SUPPLIED DATA –
· · · · ·

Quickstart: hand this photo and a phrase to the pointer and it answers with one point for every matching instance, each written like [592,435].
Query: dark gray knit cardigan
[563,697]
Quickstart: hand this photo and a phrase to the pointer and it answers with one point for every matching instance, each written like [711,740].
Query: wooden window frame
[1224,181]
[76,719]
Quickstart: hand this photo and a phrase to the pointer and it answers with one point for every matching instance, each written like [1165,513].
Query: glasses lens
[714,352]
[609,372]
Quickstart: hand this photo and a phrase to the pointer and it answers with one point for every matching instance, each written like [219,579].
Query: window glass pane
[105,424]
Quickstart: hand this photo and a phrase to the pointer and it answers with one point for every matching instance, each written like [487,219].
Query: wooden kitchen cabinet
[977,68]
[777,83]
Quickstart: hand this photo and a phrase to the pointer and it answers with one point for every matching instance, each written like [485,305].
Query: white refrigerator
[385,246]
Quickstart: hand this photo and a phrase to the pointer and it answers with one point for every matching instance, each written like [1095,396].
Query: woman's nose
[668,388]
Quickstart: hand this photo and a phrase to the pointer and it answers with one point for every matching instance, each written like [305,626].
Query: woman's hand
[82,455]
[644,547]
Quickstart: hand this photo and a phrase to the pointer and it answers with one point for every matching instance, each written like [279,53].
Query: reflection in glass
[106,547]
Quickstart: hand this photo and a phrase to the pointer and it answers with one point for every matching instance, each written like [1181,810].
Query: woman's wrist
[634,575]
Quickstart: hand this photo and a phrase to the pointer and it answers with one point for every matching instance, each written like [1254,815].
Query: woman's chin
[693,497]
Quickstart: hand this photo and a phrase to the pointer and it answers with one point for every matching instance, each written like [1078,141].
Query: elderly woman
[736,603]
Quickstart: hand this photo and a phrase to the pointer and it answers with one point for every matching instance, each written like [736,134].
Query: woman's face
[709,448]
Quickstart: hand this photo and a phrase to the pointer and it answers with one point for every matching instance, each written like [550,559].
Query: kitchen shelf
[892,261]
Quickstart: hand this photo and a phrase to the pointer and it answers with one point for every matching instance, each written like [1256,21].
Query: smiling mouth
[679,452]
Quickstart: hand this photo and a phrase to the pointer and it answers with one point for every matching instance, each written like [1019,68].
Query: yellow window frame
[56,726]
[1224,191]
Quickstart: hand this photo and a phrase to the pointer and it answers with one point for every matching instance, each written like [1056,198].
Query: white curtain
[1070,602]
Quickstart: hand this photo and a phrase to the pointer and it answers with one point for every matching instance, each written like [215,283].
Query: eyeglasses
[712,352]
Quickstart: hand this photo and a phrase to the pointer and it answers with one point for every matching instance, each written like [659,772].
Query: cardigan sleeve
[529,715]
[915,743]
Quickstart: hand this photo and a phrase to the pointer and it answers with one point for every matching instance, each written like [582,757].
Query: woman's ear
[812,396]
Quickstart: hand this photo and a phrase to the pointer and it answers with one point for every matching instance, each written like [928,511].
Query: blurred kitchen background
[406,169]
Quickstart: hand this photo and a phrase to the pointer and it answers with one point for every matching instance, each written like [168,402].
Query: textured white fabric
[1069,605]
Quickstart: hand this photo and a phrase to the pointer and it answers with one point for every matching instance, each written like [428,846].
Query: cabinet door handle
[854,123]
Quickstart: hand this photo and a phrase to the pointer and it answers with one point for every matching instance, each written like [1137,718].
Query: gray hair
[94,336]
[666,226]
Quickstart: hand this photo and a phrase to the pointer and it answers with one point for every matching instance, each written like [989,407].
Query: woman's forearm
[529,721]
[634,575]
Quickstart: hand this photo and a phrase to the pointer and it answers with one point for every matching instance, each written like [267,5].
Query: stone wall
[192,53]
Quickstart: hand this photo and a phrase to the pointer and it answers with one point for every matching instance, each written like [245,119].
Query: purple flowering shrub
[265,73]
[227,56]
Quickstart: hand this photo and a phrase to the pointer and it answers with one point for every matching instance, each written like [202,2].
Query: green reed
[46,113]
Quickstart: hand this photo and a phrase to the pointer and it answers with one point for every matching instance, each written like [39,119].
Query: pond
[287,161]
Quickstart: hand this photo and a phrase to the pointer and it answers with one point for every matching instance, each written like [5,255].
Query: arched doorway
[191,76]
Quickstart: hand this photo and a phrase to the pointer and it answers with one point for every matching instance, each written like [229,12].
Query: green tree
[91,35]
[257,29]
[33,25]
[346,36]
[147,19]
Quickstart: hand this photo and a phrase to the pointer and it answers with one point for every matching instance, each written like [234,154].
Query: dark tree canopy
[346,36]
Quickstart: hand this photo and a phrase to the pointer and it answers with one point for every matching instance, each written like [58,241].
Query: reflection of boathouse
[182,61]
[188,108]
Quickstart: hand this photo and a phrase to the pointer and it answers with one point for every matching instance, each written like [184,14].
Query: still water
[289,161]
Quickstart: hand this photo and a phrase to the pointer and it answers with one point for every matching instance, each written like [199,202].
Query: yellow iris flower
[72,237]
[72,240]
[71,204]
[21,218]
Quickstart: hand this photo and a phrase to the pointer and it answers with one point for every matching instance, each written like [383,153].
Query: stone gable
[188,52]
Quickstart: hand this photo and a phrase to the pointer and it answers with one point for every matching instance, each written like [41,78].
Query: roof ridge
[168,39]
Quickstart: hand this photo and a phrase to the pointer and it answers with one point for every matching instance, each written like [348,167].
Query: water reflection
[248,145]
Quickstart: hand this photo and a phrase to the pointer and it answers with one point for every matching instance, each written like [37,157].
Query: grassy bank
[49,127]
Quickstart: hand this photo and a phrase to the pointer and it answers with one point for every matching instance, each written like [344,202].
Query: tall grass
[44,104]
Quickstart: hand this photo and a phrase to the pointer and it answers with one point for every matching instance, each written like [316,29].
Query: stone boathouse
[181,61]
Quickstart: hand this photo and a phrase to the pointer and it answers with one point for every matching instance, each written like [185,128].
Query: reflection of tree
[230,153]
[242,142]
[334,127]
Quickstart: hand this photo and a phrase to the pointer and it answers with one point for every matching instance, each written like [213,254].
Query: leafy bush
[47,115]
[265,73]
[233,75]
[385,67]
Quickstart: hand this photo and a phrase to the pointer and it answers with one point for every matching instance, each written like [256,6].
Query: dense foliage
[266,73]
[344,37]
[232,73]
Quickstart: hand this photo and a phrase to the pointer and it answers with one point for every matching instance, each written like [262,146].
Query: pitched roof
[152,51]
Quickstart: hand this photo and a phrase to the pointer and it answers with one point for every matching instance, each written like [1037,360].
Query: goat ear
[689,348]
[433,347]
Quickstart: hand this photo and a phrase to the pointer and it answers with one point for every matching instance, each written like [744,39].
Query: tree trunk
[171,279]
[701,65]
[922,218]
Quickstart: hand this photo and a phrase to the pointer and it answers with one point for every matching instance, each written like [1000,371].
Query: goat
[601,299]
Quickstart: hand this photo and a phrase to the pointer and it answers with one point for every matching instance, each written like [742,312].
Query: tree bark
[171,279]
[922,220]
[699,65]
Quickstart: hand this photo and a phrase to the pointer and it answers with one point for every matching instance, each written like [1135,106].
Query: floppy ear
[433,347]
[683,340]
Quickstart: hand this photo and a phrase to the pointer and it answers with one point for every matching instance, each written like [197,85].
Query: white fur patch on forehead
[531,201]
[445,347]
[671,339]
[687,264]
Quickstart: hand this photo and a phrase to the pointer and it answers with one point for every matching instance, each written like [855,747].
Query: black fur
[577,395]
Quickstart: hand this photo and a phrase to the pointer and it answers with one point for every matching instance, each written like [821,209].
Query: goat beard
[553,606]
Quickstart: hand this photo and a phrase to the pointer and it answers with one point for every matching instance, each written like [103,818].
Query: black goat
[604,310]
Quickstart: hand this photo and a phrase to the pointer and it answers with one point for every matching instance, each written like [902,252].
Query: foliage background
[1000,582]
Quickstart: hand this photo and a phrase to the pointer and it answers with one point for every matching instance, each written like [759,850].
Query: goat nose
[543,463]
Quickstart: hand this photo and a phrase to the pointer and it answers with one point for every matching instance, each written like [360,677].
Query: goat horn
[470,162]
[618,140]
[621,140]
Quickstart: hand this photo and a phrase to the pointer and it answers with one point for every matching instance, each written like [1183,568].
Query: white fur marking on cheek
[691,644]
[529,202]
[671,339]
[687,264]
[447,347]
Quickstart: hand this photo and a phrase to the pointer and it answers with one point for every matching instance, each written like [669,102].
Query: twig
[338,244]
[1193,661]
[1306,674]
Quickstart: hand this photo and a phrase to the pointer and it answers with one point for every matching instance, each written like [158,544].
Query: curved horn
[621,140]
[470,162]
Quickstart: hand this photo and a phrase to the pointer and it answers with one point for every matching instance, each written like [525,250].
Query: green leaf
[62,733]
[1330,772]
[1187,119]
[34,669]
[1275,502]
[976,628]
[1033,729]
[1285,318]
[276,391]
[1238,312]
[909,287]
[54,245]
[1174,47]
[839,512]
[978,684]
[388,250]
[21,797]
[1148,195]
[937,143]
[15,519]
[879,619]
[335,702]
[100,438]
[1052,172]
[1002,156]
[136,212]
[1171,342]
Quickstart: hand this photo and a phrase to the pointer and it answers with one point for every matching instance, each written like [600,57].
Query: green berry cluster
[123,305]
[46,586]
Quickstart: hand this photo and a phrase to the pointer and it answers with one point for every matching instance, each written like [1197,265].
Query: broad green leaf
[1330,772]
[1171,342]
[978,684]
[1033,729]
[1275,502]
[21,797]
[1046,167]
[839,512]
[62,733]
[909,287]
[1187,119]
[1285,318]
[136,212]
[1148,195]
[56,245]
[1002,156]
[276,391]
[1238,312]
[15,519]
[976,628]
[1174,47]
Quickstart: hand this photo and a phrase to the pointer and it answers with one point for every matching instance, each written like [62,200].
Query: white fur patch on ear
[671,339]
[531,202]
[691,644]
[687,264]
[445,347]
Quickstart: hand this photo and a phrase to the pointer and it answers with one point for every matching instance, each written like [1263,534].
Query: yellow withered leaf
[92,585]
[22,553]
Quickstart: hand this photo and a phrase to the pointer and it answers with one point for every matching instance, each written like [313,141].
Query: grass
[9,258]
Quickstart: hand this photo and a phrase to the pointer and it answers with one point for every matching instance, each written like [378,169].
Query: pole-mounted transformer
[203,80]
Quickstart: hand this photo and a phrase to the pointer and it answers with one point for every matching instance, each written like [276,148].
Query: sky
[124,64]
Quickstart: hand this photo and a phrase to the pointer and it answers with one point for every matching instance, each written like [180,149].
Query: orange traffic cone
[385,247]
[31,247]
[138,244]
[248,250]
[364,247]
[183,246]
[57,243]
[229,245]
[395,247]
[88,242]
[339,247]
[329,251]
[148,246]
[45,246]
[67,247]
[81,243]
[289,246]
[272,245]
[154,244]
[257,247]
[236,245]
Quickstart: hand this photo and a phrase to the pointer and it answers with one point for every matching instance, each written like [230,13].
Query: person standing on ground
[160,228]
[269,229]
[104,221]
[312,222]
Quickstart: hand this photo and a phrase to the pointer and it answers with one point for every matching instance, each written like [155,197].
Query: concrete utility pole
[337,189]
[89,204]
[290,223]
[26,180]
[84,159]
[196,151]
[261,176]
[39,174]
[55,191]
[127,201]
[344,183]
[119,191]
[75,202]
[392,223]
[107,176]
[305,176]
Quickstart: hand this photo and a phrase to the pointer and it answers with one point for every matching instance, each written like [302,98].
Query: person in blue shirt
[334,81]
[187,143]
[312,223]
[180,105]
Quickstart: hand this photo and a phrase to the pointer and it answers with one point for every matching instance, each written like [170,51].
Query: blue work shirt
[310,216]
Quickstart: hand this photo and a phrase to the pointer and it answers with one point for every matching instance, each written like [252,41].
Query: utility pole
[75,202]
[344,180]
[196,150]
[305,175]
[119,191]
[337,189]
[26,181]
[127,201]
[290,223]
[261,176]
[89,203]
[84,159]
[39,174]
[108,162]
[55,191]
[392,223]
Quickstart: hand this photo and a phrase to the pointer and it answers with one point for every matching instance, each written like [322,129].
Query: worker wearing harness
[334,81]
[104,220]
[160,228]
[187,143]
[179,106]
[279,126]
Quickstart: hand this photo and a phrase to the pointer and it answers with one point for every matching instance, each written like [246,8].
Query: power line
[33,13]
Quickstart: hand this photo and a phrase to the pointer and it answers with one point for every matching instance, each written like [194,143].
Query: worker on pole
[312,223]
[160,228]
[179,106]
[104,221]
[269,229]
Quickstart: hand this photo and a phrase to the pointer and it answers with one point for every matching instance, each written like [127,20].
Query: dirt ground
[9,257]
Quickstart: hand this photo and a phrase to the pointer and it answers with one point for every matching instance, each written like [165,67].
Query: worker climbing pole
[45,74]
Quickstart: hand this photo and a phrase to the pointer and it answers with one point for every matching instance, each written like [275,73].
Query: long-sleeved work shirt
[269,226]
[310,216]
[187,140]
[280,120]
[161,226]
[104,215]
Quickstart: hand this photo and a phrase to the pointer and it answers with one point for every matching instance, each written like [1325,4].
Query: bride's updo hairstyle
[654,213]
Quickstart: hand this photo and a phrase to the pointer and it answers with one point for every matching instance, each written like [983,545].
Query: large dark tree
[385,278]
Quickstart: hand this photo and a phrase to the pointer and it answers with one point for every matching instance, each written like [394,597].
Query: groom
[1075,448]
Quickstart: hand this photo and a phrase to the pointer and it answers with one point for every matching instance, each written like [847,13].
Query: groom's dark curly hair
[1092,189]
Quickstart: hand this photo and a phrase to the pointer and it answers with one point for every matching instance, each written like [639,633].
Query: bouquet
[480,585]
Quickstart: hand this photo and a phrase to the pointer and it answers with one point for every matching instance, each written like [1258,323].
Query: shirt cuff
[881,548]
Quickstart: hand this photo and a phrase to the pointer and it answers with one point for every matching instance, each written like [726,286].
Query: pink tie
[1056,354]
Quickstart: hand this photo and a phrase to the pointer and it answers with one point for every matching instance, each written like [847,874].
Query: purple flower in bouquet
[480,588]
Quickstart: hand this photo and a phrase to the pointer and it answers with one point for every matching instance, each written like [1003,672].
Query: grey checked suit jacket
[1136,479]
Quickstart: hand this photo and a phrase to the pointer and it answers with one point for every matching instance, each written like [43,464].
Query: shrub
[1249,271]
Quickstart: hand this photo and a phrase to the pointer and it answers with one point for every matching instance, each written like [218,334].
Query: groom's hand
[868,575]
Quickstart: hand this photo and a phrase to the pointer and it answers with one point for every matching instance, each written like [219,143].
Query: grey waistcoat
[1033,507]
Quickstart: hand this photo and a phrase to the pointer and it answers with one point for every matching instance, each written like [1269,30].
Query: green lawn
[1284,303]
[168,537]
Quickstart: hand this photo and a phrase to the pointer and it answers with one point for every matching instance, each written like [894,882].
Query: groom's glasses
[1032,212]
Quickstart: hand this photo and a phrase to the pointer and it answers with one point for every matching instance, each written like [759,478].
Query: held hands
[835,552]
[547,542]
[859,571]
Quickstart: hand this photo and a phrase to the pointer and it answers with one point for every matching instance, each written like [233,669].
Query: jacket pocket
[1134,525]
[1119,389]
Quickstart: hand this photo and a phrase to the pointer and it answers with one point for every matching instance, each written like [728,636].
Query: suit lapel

· · · · ·

GOAL OF THE EXERCISE –
Repeat only the stretch of lines that opens with the line containing "written like [1269,30]." and closes with the final line of the entries, both included, exactly as written.

ANSWER BELOW –
Quickstart: hand this photo and a phrase to the pointer and it answers with one point for every matching instance, each written like [1269,30].
Query: green lawn
[1284,303]
[168,537]
Quickstart: hand this photo and a phrase to the pointer and it answers with one point for every matching instance, each written like [894,882].
Query: groom's glasses
[1032,212]
Quickstart: hand this photo and a phrase to the pointer and it answers with one point for every matching instance, each written like [759,478].
Query: held hands
[835,552]
[547,542]
[859,571]
Quickstart: hand this photo and a phrase to the pointer and it answers with one point for every matching instance, each written like [233,669].
Query: jacket pocket
[1134,525]
[1119,389]
Quickstart: hand this photo and a phrase to the pointer and it answers with one point for every matching instance, each written like [728,636].
Query: suit lapel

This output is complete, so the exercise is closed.